PROBLEM TO WORK ON:
Identify every line in the items below that contains the string "find", and copy each of those lines. Matching is case-sensitive.

[Records of labeled boxes]
-------
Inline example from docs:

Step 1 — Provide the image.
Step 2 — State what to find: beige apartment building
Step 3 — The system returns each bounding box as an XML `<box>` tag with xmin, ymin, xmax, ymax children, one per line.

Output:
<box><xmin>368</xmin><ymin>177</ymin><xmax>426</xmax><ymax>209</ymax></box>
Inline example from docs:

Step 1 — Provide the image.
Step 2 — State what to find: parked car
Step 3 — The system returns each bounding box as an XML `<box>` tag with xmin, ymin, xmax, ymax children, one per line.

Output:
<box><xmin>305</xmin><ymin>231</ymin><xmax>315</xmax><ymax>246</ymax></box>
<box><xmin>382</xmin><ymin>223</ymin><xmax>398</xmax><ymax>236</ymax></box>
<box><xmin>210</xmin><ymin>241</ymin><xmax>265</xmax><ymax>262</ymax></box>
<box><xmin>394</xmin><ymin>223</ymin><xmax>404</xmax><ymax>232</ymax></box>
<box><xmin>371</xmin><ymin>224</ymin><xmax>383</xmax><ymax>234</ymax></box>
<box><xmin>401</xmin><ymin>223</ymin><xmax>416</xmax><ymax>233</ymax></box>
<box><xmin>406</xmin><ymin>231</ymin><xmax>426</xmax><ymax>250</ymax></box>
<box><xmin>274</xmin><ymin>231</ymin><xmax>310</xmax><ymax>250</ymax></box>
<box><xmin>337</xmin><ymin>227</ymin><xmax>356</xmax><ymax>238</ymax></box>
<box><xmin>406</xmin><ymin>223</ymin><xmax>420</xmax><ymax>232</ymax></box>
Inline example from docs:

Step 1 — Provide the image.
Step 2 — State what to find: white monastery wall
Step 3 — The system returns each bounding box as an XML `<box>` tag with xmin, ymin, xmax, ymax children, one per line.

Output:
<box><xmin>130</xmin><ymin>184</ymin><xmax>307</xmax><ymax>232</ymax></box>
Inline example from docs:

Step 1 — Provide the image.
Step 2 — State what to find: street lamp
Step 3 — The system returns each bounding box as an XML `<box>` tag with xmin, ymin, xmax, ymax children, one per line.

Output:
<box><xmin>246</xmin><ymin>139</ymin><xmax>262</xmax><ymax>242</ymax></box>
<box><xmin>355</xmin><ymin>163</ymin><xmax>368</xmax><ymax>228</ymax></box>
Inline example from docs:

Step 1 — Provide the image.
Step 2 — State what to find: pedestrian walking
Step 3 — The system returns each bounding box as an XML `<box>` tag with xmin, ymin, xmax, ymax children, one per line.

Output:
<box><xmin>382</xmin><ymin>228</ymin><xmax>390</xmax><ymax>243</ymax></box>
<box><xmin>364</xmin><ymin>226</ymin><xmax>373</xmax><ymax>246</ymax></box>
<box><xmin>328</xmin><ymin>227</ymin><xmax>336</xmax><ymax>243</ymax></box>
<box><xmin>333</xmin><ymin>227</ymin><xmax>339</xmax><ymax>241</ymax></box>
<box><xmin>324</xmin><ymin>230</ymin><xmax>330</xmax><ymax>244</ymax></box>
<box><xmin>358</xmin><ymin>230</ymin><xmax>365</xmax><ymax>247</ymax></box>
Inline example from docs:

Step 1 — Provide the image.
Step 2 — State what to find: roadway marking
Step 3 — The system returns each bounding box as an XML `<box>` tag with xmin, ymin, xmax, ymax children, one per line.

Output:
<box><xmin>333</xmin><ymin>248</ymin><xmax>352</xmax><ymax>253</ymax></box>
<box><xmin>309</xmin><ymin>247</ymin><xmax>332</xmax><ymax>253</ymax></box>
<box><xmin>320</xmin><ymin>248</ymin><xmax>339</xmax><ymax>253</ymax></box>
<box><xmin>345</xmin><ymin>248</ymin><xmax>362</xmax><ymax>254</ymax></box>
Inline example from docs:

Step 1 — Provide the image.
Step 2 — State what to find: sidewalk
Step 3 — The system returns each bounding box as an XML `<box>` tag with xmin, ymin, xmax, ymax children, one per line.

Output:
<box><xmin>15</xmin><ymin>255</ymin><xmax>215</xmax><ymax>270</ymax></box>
-------
SOLUTION FOR THIS PROBLEM:
Step 2 — State what to find: beige apartment building
Step 2 — State what to find: parked car
Step 2 — State what to find: white monastery wall
Step 2 — State what to find: street lamp
Step 2 — State what to find: pedestrian walking
Step 2 — State what to find: roadway marking
Step 2 — State what to find: sidewalk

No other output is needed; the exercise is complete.